Exercise requirements –
Reproduce the records below with every instance of "Show me the box" swapped for "Mark its bounding box", keeping everything else unchanged.

Raw data –
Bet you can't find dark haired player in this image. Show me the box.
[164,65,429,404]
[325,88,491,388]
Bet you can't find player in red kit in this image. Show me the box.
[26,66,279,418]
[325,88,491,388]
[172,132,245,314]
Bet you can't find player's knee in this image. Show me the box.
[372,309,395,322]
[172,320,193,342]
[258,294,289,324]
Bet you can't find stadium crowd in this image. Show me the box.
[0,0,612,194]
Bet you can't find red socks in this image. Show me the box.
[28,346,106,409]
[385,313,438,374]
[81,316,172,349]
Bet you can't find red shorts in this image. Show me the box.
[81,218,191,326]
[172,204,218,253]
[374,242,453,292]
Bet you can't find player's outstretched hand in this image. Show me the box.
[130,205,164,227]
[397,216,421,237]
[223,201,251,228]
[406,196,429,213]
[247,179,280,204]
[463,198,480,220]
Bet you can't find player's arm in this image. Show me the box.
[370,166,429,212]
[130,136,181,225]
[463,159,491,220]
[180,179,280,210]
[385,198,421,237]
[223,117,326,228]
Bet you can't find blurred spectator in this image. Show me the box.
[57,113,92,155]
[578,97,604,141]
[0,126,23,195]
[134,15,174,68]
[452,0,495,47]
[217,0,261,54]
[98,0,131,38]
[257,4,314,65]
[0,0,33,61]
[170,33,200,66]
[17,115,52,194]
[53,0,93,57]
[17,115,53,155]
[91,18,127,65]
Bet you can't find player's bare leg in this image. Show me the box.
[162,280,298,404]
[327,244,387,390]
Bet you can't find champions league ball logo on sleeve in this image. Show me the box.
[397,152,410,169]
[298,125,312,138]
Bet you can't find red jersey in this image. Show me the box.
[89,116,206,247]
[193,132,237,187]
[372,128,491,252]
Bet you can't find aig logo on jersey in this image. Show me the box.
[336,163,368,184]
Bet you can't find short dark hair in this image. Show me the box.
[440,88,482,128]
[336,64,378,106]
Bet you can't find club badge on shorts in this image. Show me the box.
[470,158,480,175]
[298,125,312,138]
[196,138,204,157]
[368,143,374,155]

Exercise result –
Bet you can't find dark haired player in this image. Mark its bounding box.
[164,65,429,404]
[325,88,491,388]
Bet you can't find player in red kit in this image. Mark its bounding box.
[26,66,279,418]
[325,88,491,388]
[172,132,245,314]
Bet you can't find player's knee in this image. Mark its bounding box.
[372,309,395,322]
[172,320,193,342]
[258,294,289,324]
Bet you can't find stadium crowd in this image. Mark its bounding box.
[0,0,612,194]
Bet you can't find red socks in this image. Mark its bounding box.
[28,346,106,409]
[385,313,438,374]
[81,316,172,349]
Bet you can't find red shorts in this image. Mark its bounding box.
[81,218,191,326]
[172,204,218,253]
[374,242,453,292]
Bet you can't find player's outstretched hand in this image. Mark its bounding box.
[130,205,164,227]
[397,216,421,237]
[223,201,251,228]
[406,196,429,213]
[247,179,280,204]
[463,198,480,220]
Bet you can't find player's arm in this image. Mark its bounding box.
[370,166,429,212]
[130,136,181,225]
[463,159,491,220]
[180,179,280,210]
[385,198,421,237]
[223,117,326,228]
Bet you can't find blurred spectator in this image. Mark its bounding box.
[57,113,92,155]
[578,97,604,141]
[0,126,23,195]
[134,15,174,68]
[452,0,495,47]
[217,0,261,54]
[98,0,131,38]
[257,4,314,65]
[0,0,33,61]
[170,33,200,66]
[17,115,52,194]
[53,0,93,57]
[17,115,53,155]
[91,18,127,65]
Bet you can't find player's bare leg in this image. Mark its bounding box.
[162,280,298,404]
[327,244,387,390]
Bet you can't find champions league ball logo on sleeve in this image. Mark its bounding box.
[397,152,410,169]
[298,125,312,138]
Bet you can't find red jersey in this image. Mark its bounding box.
[89,116,206,247]
[193,132,237,187]
[372,128,491,252]
Bet you can't find aig logo on jersey in this image. Mark its bounding box.
[336,163,368,184]
Bet you can't find short dark hair in this image. Mark its bounding box.
[440,88,482,128]
[336,64,378,106]
Bet you can't find club badge on shorts in this image. Mark its bounding box.
[470,158,480,175]
[298,125,312,138]
[196,138,204,157]
[368,143,374,155]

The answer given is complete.